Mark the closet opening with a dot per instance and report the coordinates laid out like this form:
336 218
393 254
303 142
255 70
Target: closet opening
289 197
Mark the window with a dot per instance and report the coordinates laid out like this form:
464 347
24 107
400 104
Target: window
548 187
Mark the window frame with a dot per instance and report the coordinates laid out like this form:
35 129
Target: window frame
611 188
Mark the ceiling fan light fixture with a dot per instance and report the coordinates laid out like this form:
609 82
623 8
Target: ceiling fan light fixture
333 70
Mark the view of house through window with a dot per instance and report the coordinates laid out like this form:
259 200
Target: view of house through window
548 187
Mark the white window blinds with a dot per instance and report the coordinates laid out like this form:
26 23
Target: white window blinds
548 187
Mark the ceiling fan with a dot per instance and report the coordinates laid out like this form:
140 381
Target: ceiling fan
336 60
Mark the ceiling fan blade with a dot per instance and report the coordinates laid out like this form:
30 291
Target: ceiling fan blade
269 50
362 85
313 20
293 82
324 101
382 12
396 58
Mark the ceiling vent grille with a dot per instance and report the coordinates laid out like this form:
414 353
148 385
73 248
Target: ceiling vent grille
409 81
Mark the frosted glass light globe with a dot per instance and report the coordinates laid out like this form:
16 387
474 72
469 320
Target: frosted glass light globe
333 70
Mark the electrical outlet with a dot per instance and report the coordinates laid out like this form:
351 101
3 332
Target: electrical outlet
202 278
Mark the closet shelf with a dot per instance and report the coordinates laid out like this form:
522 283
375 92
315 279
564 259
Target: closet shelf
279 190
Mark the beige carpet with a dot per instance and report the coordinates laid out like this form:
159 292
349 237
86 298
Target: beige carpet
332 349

*-*-*

§ Do this: Write out all the data again, exactly as it appears.

§ Correct answer:
Mark the closet opening with a dot per instance and report the coordinates laid out like this form:
336 218
393 254
303 142
255 70
Target: closet opening
289 197
Mark the window with a dot per instance and report the coordinates laid out like this form:
464 347
24 107
400 104
Target: window
548 187
Mark the window frame with a dot per instance and report the coordinates laid out like this form:
35 129
Target: window frame
611 188
Mark the ceiling fan light fixture with a dot per instance and report the coordinates laid out like this form:
609 82
623 8
Target: ceiling fan light fixture
333 70
Mark the view of house through window with a dot per instance and report the coordinates laid out like this form:
259 200
Target: view of house through window
548 187
Mark the white window blinds with a dot per instance and report the coordinates laid out like this form:
26 23
Target: white window blinds
548 187
Mark the ceiling fan with a dot per instance and report the coordinates laid out like this form:
140 381
Target: ceiling fan
336 60
Mark the ceiling fan blade with a dot per instance and report the coordinates laid out like this form:
30 291
Target: ceiling fan blade
269 50
362 85
313 20
293 82
324 101
382 12
396 58
Mark the ceiling vent grille with a dot per instance and report the coordinates laid out like this form:
414 353
148 385
73 248
Target: ceiling vent grille
409 81
Mark the frosted glass light globe with a dot per instance and report the coordinates laid out like this form:
16 387
474 72
469 320
Target: frosted glass light globe
333 70
Mark the electrical outlet with a dot per instance and report the coordinates laid out like this form:
351 101
3 332
Target: electrical outlet
202 278
Mark the closet shelf with a dot per instance and report the coordinates laid out like this form:
522 283
375 92
315 279
564 259
Target: closet shelf
279 190
Mark the beige carpet with a dot per instance and report the coordinates laid out like this form:
159 292
349 237
86 298
Target: beige carpet
332 349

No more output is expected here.